### Testo fornito
Professione: reporter sociale (che è diverso da social)
Grazie al cellulare oggi tutti possiamo improvvisarci fotoreporter. Ma non è così semplice. Giorgio Palmera ci racconta cosa si nasconde dietro l’arte di ritrarre la realtà, vicina e lontana.
Fondatore di Fotografi senza Frontiere, Giorgio Palmera è una sorta di “Terzani dell’immagine” del XXI secolo. La citazione presente nel libro La fine è il mio inizio, in cui Tiziano Terzani – scomparso nel 2006 – afferma che “un buon reporter non può essere di passaggio, ma deve davvero penetrare nel tessuto sociale. A costo di snobbare le scorciatoie”, gli calza a pennello. Ma ripercorrendo il libro di Terzani sono molte le parole che mi riportano alla lunga chiacchierata con Giorgio Palmera per capire come, nell’epoca delle reti sociali, si può ancora essere degli artigiani della fotografia e del video. Come si evince dalla biografia, il suo lavoro è stato riconosciuto a livello internazionale e lo si potrebbe definire un carpentiere della fotografia sociale. Il suo laboratorio: il mondo. L’essere nomade diventa una necessità per acquisire delle lenti che non si comprano in nessun negozio specializzato. Sono le lenti dell’urgenza di andare oltre gli stereotipi scontati e dar voce a realtà spesso poco conosciute in cui Palmera si sente a casa.

Righe tratte da una raccolta di dati:
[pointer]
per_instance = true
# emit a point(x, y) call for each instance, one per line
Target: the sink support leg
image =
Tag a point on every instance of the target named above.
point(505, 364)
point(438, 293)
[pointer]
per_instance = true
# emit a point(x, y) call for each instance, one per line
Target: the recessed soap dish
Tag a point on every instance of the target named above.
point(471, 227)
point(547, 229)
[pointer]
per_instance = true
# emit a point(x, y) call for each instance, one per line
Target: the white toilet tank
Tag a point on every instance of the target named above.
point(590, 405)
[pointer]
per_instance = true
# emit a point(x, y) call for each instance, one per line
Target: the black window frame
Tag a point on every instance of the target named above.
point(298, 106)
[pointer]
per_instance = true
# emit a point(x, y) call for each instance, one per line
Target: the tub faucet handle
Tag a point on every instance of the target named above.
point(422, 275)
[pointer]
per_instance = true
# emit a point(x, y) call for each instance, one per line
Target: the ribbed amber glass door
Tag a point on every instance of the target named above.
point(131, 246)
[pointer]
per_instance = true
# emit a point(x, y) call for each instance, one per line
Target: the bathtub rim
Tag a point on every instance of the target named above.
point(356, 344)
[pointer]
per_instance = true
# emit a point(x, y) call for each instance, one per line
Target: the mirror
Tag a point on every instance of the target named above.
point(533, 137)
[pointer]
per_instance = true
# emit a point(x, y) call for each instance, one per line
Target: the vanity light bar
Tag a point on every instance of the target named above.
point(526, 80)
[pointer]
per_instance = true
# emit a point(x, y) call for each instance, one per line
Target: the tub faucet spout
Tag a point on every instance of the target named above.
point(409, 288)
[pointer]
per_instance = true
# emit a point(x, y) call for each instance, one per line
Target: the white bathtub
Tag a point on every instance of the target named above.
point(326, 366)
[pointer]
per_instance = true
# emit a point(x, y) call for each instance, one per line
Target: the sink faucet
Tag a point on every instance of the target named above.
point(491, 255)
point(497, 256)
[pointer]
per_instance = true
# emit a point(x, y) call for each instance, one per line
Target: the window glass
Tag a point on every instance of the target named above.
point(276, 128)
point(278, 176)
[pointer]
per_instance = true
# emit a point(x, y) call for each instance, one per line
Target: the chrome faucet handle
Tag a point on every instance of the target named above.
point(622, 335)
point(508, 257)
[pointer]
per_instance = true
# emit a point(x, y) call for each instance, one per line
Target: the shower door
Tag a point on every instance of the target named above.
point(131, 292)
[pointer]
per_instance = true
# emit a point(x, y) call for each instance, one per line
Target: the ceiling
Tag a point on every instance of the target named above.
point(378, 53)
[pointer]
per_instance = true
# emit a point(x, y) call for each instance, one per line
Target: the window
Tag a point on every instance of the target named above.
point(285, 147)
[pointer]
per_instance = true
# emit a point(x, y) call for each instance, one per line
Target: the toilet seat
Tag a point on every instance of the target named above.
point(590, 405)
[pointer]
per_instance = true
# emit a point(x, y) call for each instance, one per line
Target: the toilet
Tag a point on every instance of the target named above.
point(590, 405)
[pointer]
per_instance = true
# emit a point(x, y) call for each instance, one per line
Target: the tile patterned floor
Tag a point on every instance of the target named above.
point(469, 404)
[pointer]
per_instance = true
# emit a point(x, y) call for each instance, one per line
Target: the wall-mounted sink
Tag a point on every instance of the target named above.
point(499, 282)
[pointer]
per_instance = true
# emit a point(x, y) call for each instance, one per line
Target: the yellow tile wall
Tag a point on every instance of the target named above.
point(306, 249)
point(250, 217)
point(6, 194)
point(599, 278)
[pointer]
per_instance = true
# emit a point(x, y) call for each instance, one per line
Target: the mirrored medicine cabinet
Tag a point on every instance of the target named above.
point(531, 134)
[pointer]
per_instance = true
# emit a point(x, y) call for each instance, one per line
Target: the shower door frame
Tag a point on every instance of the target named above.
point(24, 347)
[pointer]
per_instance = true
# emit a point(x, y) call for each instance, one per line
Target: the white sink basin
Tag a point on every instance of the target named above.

### Compiti da svolgere
(A) Ricopia fedelmente il passo dell'articolo su Giorgio Palmera da "Professione: reporter sociale" a "vicina e lontana.".
(B) Elenca tutti i nomi propri di persone, organizzazioni e libri presenti nell'articolo su Giorgio Palmera.
(C) Prosegui, per favore, l'articolo su Giorgio Palmera partendo dopo la sua ultima frase.
Le righe sono materiale a sé, distinto dall'articolo.

### Risultati degli esercizi
(A)
Professione: reporter sociale (che è diverso da social)
Grazie al cellulare oggi tutti possiamo improvvisarci fotoreporter. Ma non è così semplice. Giorgio Palmera ci racconta cosa si nasconde dietro l’arte di ritrarre la realtà, vicina e lontana.

(B)
- Giorgio Palmera
- Fotografi senza Frontiere
- Tiziano Terzani
- La fine è il mio inizio

(C)
Questione di passione
Nell’era di internet sorge spontaneo chiedergli un’opinione riguardo al fotogiornalismo, in un momento in cui tanti si sentono fotogiornalisti. Giorgio ci risponde così: “Penso che il mestiere del fotogiornalista non sia tanto legato al mezzo che si usa quanto alla passione, alla volontà e alla pratica costante. È una professione che ha bisogno di tempo e di studio, di viaggi e di confronto con sé stessi e con gli altri. Non ci sono scorciatoie che l’era digitale e la tecnologia possano colmare, ma se ci si dedica alla fotografia con passione senza rinunciare alle esperienze cui accennavo prima allora anche il cellulare e internet possono funzionare”. Ma la sua passione dove nasce? Com’è arrivato a lasciare la sua casa di Roma per dedicarsi a raccontare storie da ogni angolo del mondo attraverso la fotografia? Queste domande ci permettono di conoscere e riconoscere l’uomo dietro l’obiettivo.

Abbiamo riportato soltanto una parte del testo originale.